-- START OF DOCUMENT EXTRACT --

Dagster provides a mechanism to create pipeline DAGs which can be executed in a reproducible way. The DAGs can be visualized and run through a UI.
Details here: https://docs.dagster.io/getting-started
In order to run dagster, we first need to make sure we run python in a docker container.
The following code will create the python env in a docker container and will be removed right after we exit.
docker run --rm -it python:3.8-slim-buster /bin/bash
Once inside we can run python --version
to see the python version installed. Once complete, we can now exit
.
What did we above was create a container only for a short time and removed it after we exited from it. In order to use the dagster library on a consistent basis, we will need to persist the container such that we can stop and re-run when needed.
docker run -dt -p 3000:3000 -v `pwd`/dagster_data:/dagster -e DAGSTER_HOME=/dagster -e DAGIT_HOST=0.0.0.0 --name dagster python:3.8-slim-buster
Dagster has a way to run the UI through dagit. Dagit’s default port is 3000. In order to set this through docker, we can open a port via -p 3000:3000
.
At the same time, we can set the volume using the -v `pwd`/dagster_data:/dagster
which will be used to create the dagster project through dagster-cli. Since the volume will be attached, any changes that we make in the container will be reflected in the host file system. If the `pwd`/dagster_data
directory does not exist, docker will create one for us. And the volume will be mapped to the root folder /dagster
inside the container.
We can also give it a name through the --name dagster
argument so the name can be used to identify the container. -d
is used to run the container is detached mode.
In addition, since we know that dagster requires DAGSTER_HOME to be set, and DAGIT_HOST to be localhost we can set that property via a -e
container environment argument. -e DAGSTER_HOME=/dagster -e DAGIT_HOST=0.0.0.0
.
Once the docker run …
command is run, we can now see the docker container running with docker ps
.

-- END OF DOCUMENT EXTRACT --

EXERCISE :: Resume the walkthrough above on running Dagster in a Docker container, starting right after its last sentence.

-- START OF PROVIDED INFORMATION --

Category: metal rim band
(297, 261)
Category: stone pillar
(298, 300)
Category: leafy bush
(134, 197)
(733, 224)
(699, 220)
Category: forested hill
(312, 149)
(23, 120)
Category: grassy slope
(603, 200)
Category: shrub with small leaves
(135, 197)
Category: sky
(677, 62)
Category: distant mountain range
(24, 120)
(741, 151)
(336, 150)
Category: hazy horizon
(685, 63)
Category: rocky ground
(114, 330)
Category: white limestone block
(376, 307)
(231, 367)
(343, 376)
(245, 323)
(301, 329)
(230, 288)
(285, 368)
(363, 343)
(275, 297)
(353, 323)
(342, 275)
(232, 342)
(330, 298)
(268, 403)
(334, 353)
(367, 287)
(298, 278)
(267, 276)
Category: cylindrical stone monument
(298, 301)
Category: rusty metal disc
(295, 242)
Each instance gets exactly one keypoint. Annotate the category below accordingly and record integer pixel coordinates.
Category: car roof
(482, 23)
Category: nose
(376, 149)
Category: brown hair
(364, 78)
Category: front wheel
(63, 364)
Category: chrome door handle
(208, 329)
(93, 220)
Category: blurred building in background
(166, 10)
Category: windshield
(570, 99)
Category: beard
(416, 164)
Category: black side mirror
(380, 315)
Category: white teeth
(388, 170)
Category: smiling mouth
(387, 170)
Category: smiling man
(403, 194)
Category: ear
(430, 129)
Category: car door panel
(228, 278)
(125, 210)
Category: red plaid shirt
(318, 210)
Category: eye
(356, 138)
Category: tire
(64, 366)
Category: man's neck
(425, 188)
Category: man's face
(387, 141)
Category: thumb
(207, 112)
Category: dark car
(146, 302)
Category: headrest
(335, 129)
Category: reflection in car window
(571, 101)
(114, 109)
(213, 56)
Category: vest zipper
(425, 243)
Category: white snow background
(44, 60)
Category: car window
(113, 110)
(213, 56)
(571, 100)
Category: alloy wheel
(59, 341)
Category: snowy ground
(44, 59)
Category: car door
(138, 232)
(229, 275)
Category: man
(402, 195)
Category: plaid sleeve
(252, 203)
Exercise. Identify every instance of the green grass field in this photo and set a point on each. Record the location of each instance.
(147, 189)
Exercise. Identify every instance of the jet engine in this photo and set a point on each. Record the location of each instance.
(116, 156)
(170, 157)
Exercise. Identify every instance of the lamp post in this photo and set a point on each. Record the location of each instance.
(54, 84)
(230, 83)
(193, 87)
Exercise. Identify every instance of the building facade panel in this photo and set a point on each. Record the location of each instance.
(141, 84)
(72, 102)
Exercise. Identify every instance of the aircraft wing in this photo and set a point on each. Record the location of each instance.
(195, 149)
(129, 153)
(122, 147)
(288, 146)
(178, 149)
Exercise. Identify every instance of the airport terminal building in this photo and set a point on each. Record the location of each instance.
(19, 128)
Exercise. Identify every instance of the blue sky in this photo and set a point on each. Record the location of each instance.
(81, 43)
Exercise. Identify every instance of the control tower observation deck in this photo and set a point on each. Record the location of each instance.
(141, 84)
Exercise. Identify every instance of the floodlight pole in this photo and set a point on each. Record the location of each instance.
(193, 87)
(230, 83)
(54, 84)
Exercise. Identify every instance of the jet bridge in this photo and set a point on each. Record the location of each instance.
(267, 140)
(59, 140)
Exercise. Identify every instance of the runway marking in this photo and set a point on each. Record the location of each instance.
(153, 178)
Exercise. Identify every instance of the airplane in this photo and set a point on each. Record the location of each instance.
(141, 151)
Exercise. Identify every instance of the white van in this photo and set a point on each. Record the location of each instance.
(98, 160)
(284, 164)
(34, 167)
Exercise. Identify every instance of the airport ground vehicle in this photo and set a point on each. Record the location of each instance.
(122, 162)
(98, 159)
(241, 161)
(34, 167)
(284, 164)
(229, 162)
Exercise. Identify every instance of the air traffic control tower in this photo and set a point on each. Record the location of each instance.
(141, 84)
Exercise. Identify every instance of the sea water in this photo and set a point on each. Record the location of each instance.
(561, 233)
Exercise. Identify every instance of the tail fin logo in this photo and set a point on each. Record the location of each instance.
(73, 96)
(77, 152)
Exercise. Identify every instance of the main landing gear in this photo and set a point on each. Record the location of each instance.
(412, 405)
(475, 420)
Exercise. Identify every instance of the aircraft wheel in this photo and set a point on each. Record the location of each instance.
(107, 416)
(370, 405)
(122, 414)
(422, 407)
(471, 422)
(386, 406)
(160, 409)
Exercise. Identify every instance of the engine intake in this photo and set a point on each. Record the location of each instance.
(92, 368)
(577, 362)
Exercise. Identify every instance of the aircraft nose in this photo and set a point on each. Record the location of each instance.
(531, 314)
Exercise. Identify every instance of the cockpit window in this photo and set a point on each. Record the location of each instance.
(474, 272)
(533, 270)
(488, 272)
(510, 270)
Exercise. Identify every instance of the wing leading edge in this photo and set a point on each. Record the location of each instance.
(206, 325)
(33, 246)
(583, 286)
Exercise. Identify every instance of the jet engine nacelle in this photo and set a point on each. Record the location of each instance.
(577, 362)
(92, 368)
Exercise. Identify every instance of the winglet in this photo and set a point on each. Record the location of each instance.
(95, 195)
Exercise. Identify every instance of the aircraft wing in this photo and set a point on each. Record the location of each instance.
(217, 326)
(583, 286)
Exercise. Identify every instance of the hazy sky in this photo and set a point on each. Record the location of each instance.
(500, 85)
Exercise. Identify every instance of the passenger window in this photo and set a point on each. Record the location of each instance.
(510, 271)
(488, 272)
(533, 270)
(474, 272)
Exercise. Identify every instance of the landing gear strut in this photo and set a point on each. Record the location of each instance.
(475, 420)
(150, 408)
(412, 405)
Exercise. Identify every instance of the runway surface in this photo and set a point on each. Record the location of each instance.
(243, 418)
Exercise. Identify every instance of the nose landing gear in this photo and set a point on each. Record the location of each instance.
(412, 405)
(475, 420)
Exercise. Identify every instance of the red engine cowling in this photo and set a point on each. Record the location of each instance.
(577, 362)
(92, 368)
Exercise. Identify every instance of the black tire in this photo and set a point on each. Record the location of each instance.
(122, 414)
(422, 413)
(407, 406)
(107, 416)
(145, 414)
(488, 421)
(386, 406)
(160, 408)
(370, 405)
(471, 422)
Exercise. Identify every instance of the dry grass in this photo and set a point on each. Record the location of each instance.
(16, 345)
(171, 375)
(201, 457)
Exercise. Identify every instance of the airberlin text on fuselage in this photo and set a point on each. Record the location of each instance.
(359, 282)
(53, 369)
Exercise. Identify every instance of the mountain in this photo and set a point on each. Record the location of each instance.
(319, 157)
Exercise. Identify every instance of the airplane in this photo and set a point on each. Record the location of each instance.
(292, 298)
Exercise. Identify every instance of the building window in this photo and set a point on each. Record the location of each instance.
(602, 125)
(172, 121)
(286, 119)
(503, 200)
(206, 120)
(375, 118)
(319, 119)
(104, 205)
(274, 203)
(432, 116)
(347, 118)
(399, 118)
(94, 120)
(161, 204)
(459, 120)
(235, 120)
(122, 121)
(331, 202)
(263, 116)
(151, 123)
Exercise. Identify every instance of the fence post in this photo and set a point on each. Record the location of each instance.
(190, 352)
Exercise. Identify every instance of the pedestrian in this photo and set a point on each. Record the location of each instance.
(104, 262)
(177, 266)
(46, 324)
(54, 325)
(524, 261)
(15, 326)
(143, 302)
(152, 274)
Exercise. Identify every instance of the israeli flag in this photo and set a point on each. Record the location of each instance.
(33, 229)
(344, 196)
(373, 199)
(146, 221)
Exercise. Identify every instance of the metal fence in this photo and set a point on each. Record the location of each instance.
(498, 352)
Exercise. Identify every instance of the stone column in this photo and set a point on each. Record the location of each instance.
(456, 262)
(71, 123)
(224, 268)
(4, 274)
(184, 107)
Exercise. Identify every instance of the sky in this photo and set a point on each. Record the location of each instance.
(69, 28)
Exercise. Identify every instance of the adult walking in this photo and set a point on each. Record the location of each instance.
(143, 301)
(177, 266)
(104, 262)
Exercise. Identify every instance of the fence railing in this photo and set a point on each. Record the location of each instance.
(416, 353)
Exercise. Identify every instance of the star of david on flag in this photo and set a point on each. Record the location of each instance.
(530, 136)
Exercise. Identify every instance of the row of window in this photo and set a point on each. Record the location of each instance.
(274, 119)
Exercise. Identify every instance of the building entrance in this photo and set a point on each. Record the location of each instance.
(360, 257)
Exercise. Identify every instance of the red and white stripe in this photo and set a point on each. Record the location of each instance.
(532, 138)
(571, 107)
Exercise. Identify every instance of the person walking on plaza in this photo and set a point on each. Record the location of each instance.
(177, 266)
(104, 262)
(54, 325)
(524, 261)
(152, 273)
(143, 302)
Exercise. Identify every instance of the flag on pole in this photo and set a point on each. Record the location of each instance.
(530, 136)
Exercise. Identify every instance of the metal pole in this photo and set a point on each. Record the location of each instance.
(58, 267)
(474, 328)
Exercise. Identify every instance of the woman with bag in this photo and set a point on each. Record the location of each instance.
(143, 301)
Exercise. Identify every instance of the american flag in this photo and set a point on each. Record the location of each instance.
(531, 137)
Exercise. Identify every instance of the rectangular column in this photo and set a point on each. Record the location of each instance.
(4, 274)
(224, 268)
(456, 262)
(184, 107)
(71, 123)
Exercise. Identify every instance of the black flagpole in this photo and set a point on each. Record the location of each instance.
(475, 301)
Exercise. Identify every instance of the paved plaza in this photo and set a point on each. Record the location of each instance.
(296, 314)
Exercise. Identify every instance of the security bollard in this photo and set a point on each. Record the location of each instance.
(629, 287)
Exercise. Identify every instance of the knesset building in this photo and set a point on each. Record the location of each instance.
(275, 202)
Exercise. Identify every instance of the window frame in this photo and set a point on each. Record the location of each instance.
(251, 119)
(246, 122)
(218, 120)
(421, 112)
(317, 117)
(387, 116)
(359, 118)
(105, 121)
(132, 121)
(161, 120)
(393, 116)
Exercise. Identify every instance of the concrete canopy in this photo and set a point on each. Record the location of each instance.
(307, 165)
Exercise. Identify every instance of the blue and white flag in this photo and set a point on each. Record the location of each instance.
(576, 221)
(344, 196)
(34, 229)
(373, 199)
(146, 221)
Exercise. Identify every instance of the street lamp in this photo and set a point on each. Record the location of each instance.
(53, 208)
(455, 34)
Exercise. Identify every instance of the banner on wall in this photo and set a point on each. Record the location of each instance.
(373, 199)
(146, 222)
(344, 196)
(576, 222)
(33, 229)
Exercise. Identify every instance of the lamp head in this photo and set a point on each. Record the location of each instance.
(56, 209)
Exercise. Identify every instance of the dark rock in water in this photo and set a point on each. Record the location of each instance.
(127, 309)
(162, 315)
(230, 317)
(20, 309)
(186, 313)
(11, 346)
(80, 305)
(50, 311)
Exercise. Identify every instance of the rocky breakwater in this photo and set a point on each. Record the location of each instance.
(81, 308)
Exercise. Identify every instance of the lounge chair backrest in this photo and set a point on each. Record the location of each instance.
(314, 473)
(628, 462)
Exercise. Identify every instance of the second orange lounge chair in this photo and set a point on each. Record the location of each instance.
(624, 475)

-- END OF PROVIDED INFORMATION --

ANSWER TO THIS EXERCISE ::
akshaykarnawat@riverbed ~ % docker ps
CONTAINER ID IMAGE COMMAND CREATED STATUS PORTS NAMES
6eb6fb1eeaa4 python:3.8-slim-buster "python3" 49 seconds ago Up 46 seconds 0.0.0.0:3000->3000/tcp, :::3000->3000/tcp dagster
akshaykarnawat@riverbed ~ %
And once we have a container up and running, we can now go inside it through docker exec
command.
docker exec -it dagster /bin/bash
Once inside the container, we can now run uname -a
and env
.
Inside the container, we now install dagster, and dagit through pip.
pip install dagster dagit
Before we run dagit, lets create a projects dir in ${DAGSTER_HOME}
. In order to create a new project run the following commands:
cd ${DAGSTER_HOME}
mkdir projects
cd projects
dagster new-project calibrate
cd calibrate
pip install --editable .
Commands can be found on this page: https://docs.dagster.io/getting-started/create-new-project. pip install --editable .
sets the current working dir to be a python package in editable mode so local changes can be automatically be applied.
And finally, we can now run dagit
. Since we set the DAGIT_HOST=0.0.0.0
, we can now use the host machine to go to http://localhost:3000 and execute the my_pipeline from the playground tab.
And there we haven it, running pipelines though dagster!
** We can also run the steps through Dockerfile.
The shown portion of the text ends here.